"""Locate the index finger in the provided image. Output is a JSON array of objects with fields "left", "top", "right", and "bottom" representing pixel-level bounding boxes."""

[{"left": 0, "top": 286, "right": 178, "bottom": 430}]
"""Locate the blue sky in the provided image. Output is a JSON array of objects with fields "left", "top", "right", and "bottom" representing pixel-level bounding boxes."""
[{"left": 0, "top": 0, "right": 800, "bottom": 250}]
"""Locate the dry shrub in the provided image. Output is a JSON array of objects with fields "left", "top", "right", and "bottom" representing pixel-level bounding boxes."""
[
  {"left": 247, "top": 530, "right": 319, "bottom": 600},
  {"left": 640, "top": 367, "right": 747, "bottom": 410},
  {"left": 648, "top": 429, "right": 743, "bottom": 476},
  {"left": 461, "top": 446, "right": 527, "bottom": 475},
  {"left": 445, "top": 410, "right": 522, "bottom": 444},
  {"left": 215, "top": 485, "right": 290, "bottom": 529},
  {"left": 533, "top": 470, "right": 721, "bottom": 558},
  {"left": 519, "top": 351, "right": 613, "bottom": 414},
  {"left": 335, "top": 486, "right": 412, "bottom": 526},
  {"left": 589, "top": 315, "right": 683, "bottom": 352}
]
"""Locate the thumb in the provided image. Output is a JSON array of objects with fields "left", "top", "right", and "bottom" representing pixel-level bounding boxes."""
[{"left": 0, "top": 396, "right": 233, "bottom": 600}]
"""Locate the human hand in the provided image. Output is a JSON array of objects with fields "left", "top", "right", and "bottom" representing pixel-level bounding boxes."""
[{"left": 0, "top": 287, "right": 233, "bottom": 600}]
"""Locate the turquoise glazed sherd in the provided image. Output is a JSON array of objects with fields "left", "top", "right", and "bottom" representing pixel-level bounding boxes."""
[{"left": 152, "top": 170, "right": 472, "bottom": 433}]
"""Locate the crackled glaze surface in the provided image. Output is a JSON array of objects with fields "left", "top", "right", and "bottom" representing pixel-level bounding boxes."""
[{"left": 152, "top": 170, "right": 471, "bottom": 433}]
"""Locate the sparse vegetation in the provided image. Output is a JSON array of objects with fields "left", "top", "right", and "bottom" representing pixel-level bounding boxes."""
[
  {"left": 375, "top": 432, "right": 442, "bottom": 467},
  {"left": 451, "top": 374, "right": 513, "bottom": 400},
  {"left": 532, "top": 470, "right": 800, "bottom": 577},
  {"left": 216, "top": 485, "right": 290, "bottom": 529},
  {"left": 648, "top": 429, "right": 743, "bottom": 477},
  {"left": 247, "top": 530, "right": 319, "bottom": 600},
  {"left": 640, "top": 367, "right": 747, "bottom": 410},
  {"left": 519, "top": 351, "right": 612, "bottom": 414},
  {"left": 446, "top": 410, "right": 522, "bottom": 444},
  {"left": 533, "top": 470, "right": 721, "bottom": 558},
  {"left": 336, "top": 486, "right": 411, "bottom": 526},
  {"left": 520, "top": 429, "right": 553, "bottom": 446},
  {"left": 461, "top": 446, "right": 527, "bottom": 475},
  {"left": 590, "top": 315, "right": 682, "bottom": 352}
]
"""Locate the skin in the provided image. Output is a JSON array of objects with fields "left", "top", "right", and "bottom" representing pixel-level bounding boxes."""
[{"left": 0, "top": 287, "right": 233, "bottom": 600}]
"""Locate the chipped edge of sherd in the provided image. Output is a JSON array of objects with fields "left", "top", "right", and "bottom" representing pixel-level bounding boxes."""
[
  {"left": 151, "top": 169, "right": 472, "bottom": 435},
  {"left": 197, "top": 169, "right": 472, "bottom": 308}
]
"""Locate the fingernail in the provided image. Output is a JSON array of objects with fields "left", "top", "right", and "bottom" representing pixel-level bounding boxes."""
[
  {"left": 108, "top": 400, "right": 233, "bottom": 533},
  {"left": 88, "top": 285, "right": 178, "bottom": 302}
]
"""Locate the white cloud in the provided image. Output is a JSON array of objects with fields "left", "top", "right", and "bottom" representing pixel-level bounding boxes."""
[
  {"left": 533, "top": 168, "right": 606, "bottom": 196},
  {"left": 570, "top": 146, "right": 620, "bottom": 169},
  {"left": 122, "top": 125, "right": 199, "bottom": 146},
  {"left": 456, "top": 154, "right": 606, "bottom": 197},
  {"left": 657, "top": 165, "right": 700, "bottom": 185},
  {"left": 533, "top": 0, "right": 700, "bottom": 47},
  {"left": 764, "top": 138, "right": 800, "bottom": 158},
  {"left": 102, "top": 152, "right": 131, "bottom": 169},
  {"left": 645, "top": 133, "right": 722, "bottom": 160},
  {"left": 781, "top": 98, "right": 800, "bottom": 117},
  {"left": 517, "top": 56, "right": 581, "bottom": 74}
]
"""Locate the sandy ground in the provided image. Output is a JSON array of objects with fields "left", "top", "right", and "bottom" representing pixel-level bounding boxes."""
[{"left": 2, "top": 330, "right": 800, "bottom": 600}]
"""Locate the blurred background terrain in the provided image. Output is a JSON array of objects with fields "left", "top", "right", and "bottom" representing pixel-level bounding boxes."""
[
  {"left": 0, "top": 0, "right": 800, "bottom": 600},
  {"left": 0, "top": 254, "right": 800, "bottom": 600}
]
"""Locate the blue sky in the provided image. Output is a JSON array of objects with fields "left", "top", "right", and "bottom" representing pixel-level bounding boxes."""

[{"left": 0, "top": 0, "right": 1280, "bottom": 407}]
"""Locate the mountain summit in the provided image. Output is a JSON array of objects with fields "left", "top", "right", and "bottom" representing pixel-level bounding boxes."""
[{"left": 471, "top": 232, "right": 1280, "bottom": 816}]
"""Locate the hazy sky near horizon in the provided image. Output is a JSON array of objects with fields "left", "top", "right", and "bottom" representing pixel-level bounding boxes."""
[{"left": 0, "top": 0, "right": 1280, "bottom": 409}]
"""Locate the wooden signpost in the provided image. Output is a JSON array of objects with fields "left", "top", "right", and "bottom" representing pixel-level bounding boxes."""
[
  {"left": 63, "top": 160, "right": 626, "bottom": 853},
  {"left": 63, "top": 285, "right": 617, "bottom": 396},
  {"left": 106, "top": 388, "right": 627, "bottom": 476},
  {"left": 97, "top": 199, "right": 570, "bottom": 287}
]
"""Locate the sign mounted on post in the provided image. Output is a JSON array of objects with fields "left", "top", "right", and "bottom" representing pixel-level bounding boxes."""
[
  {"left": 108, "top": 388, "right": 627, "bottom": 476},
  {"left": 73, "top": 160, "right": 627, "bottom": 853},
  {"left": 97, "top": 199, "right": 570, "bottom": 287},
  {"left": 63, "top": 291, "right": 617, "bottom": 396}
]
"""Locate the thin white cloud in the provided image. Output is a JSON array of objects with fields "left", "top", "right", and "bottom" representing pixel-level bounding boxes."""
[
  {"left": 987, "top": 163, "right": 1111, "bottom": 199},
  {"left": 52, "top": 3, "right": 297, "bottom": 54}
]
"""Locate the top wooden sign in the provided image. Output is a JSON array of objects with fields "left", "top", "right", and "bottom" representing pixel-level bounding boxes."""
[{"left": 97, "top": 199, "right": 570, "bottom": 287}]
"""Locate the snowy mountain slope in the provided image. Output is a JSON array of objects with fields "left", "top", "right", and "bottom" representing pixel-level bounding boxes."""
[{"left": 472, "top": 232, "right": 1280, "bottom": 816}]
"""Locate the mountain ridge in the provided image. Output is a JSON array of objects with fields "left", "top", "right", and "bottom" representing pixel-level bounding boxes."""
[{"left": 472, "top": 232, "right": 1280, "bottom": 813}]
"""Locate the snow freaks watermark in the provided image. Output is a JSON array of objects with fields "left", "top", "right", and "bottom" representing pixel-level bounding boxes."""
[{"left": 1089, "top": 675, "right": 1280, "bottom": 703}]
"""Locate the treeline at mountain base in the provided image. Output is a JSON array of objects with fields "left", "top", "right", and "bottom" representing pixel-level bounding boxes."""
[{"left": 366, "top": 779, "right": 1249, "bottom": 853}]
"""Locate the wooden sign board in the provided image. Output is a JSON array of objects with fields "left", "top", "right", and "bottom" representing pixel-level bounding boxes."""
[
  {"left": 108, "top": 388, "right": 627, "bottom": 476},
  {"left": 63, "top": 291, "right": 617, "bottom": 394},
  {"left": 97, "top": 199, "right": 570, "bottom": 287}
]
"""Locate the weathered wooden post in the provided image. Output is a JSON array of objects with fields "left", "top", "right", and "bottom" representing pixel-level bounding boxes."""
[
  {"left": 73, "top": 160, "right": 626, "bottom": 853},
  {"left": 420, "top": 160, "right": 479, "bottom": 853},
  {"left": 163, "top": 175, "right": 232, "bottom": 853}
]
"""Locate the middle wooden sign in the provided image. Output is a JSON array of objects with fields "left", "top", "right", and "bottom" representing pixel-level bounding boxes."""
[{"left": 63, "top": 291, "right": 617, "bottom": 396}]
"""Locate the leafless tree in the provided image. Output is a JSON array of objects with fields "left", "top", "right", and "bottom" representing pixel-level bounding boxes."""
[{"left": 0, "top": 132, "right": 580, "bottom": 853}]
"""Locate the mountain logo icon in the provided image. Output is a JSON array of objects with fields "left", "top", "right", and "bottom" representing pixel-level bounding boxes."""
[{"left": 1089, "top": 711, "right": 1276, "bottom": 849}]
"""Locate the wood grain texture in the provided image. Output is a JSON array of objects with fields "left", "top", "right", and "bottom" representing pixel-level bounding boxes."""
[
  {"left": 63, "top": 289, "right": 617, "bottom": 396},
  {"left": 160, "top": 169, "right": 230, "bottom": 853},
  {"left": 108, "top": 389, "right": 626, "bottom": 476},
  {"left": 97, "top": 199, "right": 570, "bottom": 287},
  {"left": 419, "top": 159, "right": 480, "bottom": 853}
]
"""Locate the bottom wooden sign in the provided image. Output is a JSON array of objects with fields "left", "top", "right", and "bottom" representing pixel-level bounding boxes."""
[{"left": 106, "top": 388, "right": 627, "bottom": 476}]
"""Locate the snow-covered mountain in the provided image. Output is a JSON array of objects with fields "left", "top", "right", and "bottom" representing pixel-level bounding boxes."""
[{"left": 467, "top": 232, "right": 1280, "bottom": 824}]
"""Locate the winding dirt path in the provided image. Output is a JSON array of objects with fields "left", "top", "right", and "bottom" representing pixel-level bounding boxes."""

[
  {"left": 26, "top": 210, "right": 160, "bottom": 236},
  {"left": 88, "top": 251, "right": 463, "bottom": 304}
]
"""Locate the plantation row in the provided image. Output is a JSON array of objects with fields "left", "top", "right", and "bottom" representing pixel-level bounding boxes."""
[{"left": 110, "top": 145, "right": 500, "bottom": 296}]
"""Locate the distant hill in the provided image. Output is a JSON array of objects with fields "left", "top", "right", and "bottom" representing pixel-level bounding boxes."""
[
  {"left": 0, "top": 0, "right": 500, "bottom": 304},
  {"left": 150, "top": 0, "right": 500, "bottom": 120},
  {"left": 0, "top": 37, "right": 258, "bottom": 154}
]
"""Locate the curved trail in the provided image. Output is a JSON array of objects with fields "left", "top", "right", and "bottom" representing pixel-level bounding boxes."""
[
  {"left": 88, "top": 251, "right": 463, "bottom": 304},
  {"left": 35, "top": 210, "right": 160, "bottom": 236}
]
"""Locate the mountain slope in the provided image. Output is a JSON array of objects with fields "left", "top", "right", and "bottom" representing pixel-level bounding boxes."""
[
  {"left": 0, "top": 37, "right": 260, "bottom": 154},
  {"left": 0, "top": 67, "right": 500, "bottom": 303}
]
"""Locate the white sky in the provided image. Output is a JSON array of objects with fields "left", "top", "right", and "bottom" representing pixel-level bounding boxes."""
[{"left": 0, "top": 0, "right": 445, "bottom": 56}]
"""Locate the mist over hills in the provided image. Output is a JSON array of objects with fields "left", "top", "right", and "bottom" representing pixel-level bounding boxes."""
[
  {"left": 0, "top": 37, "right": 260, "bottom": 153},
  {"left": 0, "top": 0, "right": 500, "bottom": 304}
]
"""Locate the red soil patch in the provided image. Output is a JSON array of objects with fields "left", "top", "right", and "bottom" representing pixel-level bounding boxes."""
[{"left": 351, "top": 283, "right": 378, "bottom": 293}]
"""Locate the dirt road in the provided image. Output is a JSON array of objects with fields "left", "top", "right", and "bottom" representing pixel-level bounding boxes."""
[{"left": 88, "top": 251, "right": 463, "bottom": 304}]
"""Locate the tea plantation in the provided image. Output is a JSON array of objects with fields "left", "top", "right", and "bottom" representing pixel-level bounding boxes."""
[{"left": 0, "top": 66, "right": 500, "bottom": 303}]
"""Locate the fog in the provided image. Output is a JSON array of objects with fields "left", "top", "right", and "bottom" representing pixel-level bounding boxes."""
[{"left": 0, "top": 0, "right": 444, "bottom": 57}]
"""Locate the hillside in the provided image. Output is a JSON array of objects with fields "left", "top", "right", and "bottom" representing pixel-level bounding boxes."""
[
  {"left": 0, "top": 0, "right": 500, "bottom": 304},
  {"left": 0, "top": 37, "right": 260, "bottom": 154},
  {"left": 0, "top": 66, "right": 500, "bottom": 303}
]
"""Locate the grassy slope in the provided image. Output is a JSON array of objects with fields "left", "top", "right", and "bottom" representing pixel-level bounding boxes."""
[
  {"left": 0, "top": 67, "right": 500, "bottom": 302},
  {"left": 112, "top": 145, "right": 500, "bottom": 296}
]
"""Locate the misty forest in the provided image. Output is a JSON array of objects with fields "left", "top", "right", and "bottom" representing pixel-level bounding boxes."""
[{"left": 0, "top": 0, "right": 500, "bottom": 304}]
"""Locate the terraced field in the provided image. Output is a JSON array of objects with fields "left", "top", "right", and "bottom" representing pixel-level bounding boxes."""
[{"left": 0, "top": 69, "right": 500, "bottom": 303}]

▶ DESCRIPTION OF THE TASK:
Identify each line in the rows above that contains the string "cloud" and copy those lines.

▶ ANSWER TO THIS TASK:
"""Locate the white cloud in the provided image. Output is a JSON array of objects with fields "left", "top", "right", and "bottom" representing pixel-level bounding boxes."""
"""Locate the thin white cloud in the provided image. Output is a JSON array of objects with fields "left", "top", "right", and "bottom" representing pixel-level bounding boxes."""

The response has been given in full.